***** Available data
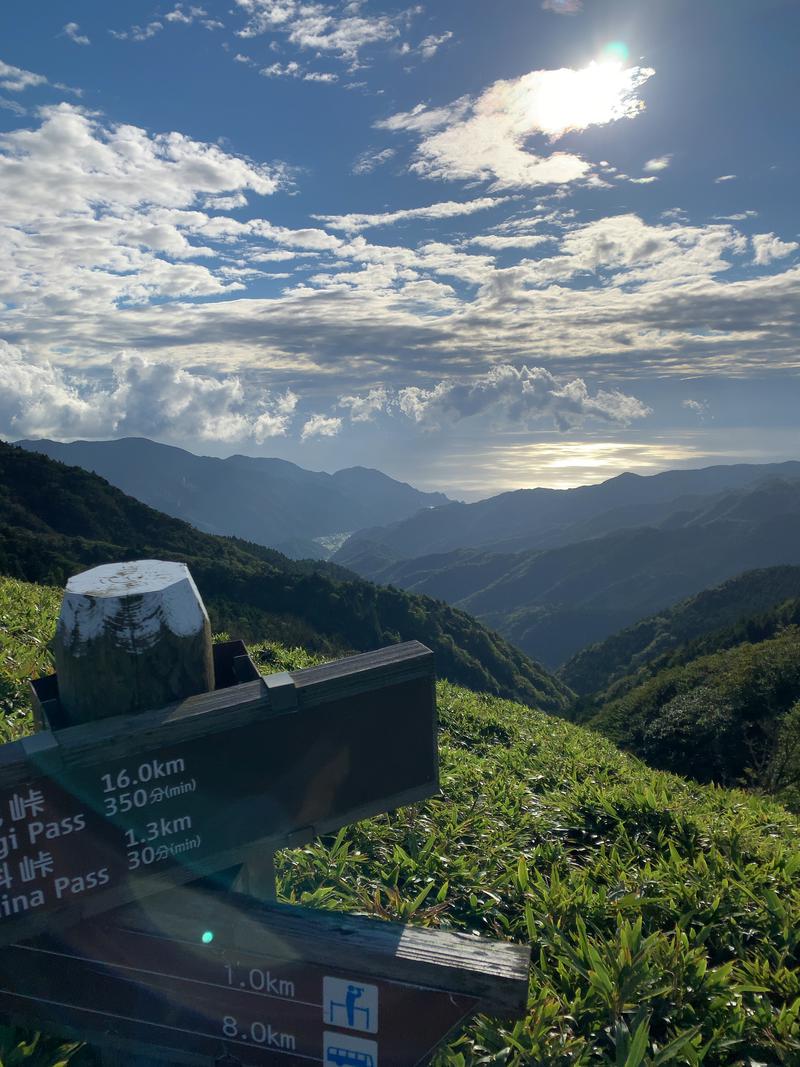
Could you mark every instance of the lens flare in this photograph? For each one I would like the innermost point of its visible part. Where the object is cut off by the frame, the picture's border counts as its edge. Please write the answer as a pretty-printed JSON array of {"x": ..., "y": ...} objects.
[{"x": 617, "y": 50}]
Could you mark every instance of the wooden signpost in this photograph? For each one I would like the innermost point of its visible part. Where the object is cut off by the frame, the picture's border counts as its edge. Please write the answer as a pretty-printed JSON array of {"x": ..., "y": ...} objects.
[
  {"x": 206, "y": 978},
  {"x": 102, "y": 815}
]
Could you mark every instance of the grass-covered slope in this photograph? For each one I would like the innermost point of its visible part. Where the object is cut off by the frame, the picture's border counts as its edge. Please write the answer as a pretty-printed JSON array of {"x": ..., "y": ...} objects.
[
  {"x": 56, "y": 521},
  {"x": 742, "y": 608},
  {"x": 730, "y": 717},
  {"x": 664, "y": 916}
]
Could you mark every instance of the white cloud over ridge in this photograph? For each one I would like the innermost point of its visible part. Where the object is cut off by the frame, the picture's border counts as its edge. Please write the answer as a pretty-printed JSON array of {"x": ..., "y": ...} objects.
[
  {"x": 72, "y": 30},
  {"x": 355, "y": 223},
  {"x": 563, "y": 6},
  {"x": 99, "y": 216},
  {"x": 659, "y": 163},
  {"x": 319, "y": 27},
  {"x": 768, "y": 248},
  {"x": 143, "y": 397},
  {"x": 486, "y": 139},
  {"x": 114, "y": 239},
  {"x": 320, "y": 426},
  {"x": 515, "y": 397}
]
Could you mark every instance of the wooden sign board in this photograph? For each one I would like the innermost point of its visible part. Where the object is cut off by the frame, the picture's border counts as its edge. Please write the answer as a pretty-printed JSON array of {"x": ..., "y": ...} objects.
[
  {"x": 216, "y": 978},
  {"x": 101, "y": 813}
]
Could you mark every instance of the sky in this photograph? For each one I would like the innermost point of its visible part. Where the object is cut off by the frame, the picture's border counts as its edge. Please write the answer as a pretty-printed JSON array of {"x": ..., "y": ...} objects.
[{"x": 479, "y": 245}]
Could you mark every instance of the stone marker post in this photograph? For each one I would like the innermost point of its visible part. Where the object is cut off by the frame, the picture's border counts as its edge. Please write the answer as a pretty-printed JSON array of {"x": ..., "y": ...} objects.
[{"x": 131, "y": 637}]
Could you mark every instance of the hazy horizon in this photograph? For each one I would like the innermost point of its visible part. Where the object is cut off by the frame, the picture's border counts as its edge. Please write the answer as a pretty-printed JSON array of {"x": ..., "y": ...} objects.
[{"x": 475, "y": 252}]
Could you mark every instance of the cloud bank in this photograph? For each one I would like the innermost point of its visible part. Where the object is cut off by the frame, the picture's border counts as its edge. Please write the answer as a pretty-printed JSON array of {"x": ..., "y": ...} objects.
[
  {"x": 143, "y": 397},
  {"x": 486, "y": 138}
]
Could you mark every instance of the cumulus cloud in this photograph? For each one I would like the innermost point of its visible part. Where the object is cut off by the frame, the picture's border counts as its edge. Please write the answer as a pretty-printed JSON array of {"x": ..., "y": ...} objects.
[
  {"x": 142, "y": 397},
  {"x": 319, "y": 27},
  {"x": 511, "y": 396},
  {"x": 488, "y": 138},
  {"x": 768, "y": 248},
  {"x": 15, "y": 79},
  {"x": 293, "y": 69},
  {"x": 501, "y": 241},
  {"x": 563, "y": 6},
  {"x": 363, "y": 408},
  {"x": 320, "y": 426},
  {"x": 518, "y": 397},
  {"x": 367, "y": 161},
  {"x": 139, "y": 33},
  {"x": 659, "y": 163},
  {"x": 447, "y": 209},
  {"x": 72, "y": 30},
  {"x": 430, "y": 45}
]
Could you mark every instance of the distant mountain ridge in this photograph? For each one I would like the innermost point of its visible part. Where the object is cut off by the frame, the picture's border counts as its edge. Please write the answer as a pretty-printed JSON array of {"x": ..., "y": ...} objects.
[
  {"x": 58, "y": 520},
  {"x": 750, "y": 607},
  {"x": 268, "y": 502},
  {"x": 548, "y": 518},
  {"x": 553, "y": 602}
]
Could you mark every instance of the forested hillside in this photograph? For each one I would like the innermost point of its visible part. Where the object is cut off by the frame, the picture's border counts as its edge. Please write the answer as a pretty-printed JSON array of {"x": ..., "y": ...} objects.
[
  {"x": 731, "y": 717},
  {"x": 57, "y": 520},
  {"x": 270, "y": 502},
  {"x": 552, "y": 518},
  {"x": 664, "y": 916},
  {"x": 718, "y": 618},
  {"x": 553, "y": 603}
]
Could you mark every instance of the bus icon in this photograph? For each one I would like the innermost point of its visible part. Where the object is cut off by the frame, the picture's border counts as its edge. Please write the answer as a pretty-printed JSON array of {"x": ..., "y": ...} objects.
[{"x": 341, "y": 1050}]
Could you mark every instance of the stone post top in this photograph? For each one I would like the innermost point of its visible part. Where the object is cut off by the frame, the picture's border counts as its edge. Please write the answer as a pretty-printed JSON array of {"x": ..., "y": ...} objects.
[{"x": 120, "y": 579}]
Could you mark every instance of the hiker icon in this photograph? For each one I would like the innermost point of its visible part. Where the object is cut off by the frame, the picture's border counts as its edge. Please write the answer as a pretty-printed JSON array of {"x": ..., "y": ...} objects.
[{"x": 350, "y": 1004}]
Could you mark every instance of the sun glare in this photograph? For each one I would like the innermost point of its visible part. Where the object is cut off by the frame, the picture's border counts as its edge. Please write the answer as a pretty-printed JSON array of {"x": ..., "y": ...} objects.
[{"x": 574, "y": 99}]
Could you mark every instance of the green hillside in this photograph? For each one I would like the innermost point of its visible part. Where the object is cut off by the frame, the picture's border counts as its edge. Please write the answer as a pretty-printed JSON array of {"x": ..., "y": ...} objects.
[
  {"x": 57, "y": 520},
  {"x": 665, "y": 916},
  {"x": 730, "y": 717},
  {"x": 742, "y": 608}
]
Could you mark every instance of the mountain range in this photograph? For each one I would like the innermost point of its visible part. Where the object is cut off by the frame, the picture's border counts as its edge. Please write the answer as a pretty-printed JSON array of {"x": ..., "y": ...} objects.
[
  {"x": 58, "y": 520},
  {"x": 579, "y": 585},
  {"x": 271, "y": 502}
]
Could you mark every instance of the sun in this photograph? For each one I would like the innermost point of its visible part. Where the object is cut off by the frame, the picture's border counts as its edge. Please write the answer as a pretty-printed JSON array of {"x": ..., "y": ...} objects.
[{"x": 597, "y": 94}]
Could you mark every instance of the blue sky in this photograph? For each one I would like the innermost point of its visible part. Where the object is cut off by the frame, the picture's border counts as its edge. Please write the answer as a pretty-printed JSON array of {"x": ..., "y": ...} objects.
[{"x": 480, "y": 245}]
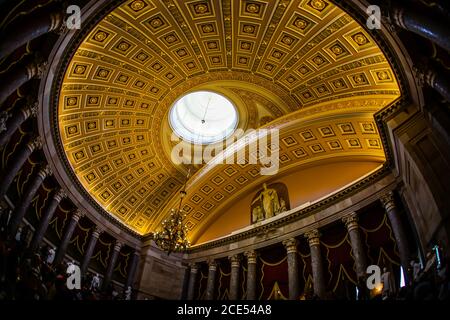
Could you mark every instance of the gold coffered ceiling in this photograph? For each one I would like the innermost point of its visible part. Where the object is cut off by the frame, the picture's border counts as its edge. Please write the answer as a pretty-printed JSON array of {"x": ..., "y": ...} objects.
[{"x": 280, "y": 58}]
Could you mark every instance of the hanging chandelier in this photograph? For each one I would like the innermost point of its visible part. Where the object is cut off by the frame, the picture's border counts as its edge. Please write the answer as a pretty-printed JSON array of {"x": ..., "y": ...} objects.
[{"x": 172, "y": 236}]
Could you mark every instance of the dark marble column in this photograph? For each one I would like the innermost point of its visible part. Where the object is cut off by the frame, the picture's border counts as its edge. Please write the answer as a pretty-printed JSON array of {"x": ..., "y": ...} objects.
[
  {"x": 90, "y": 249},
  {"x": 234, "y": 278},
  {"x": 425, "y": 23},
  {"x": 132, "y": 269},
  {"x": 45, "y": 220},
  {"x": 111, "y": 264},
  {"x": 316, "y": 263},
  {"x": 397, "y": 227},
  {"x": 14, "y": 165},
  {"x": 15, "y": 77},
  {"x": 251, "y": 274},
  {"x": 351, "y": 223},
  {"x": 292, "y": 258},
  {"x": 185, "y": 288},
  {"x": 27, "y": 197},
  {"x": 36, "y": 24},
  {"x": 4, "y": 116},
  {"x": 12, "y": 122},
  {"x": 192, "y": 281},
  {"x": 68, "y": 232},
  {"x": 210, "y": 287}
]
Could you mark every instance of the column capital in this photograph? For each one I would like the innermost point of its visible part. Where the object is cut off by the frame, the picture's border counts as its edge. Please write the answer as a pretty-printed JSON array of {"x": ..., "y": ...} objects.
[
  {"x": 194, "y": 267},
  {"x": 212, "y": 265},
  {"x": 118, "y": 245},
  {"x": 235, "y": 260},
  {"x": 45, "y": 171},
  {"x": 59, "y": 195},
  {"x": 30, "y": 109},
  {"x": 4, "y": 116},
  {"x": 313, "y": 237},
  {"x": 57, "y": 20},
  {"x": 36, "y": 69},
  {"x": 290, "y": 245},
  {"x": 97, "y": 232},
  {"x": 77, "y": 214},
  {"x": 34, "y": 144},
  {"x": 388, "y": 201},
  {"x": 251, "y": 256},
  {"x": 350, "y": 221}
]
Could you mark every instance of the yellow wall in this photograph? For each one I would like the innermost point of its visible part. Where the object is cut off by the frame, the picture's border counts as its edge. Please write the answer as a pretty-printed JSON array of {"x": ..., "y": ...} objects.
[{"x": 306, "y": 185}]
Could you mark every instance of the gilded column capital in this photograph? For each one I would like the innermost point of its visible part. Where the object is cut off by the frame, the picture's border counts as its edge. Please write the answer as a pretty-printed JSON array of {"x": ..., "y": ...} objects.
[
  {"x": 235, "y": 261},
  {"x": 36, "y": 69},
  {"x": 313, "y": 237},
  {"x": 77, "y": 214},
  {"x": 351, "y": 221},
  {"x": 97, "y": 232},
  {"x": 388, "y": 201},
  {"x": 251, "y": 256},
  {"x": 290, "y": 245},
  {"x": 31, "y": 109}
]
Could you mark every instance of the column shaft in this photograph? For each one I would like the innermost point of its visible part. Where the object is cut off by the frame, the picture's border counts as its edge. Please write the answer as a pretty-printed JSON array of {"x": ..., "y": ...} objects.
[
  {"x": 292, "y": 259},
  {"x": 132, "y": 269},
  {"x": 399, "y": 232},
  {"x": 19, "y": 33},
  {"x": 18, "y": 75},
  {"x": 351, "y": 222},
  {"x": 45, "y": 220},
  {"x": 234, "y": 278},
  {"x": 192, "y": 282},
  {"x": 316, "y": 263},
  {"x": 14, "y": 165},
  {"x": 90, "y": 250},
  {"x": 27, "y": 197},
  {"x": 68, "y": 232},
  {"x": 210, "y": 287},
  {"x": 111, "y": 265},
  {"x": 15, "y": 121},
  {"x": 425, "y": 23}
]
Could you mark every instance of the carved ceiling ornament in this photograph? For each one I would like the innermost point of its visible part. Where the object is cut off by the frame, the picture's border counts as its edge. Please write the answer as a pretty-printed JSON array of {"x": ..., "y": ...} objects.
[{"x": 122, "y": 80}]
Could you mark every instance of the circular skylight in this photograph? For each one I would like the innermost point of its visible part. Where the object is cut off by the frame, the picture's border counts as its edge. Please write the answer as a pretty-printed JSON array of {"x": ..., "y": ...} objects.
[{"x": 203, "y": 117}]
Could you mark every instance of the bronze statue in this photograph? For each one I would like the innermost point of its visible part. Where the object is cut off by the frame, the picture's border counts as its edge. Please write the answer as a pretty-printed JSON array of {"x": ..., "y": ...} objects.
[{"x": 269, "y": 201}]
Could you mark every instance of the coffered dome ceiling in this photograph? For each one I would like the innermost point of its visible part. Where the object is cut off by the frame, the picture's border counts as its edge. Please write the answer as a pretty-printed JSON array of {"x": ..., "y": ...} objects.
[{"x": 305, "y": 67}]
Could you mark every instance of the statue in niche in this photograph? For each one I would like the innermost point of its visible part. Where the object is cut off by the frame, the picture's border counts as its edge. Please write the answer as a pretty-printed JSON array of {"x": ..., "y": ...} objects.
[
  {"x": 269, "y": 202},
  {"x": 282, "y": 205}
]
**********
▶ [Task directions]
What is needed is an exact copy of the lines from the one containing "Could you mark every instance of the coffered" through the last line of the records above, both included.

▶ [Response to this exercise]
Could you mark every instance of the coffered dome ceiling in this photograph? For each one I would like the innermost point of its visible part. Where the object is cut off by the frame, the picture's border counts as its edge. Please write the answer as a pretty-printed JSON array of {"x": ..., "y": ...} objects.
[{"x": 305, "y": 67}]
Could you mark every instance of the statue in niche in this photograph? For each one I would like the innermost point of its visible part. Where the object is cut off by the frame, the picture's border counts as its edge. Please write the answer as a pretty-printed JSON array of {"x": ..., "y": ...} objects.
[
  {"x": 269, "y": 202},
  {"x": 282, "y": 205}
]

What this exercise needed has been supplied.